Security

Ghidra vs IDA Pro: What the NSA’s Free Reverse Engineering Toolkit Can Do

In March 2019, the U.S. National Security Agency (NSA) released a reverse-engineering toolkit called Ghidra. A couple of years earlier, I had already heard the name from leaks on WikiLeaks and was very curious about what the NSA uses for reversing. It’s time to satisfy that curiosity and see whether the free Ghidra stands up to the established tools.

The Trust Problem

As part of its Technology Transfer Program, the NSA has already open-sourced 32 projects (see the full list on GitHub). Unsurprisingly, there are plenty of jokes about the NSA using these tools to spy on users. On the one hand, the code is open, and the user base is hardcore enough to audit it. On the other hand, the first bug surfaced right after Ghidra’s release.

UK infosec expert and Hacker House head Matthew Hickey noticed that in debug mode, Ghidra opens and listens on port 18001. This allows remote connections to Ghidra via JDWP (Java Debug Wire Protocol) for debugging. Hickey notes the fix is straightforward: change line 150 in support/launch.sh to bind to 127.0.0.1 instead of “*”.

What to produce>
According to the Ghidra article, which port does Ghidra open and listen on in debug mode?

Data shown>
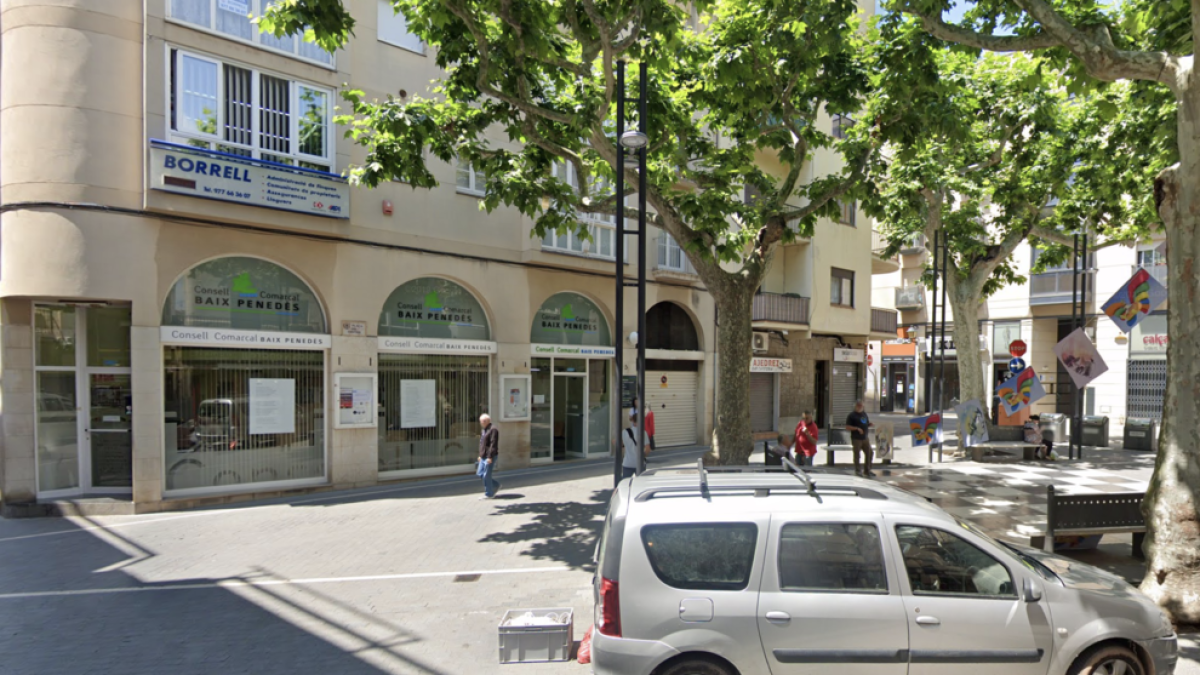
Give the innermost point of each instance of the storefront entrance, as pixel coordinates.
(84, 402)
(571, 386)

Final result>
Port 18001.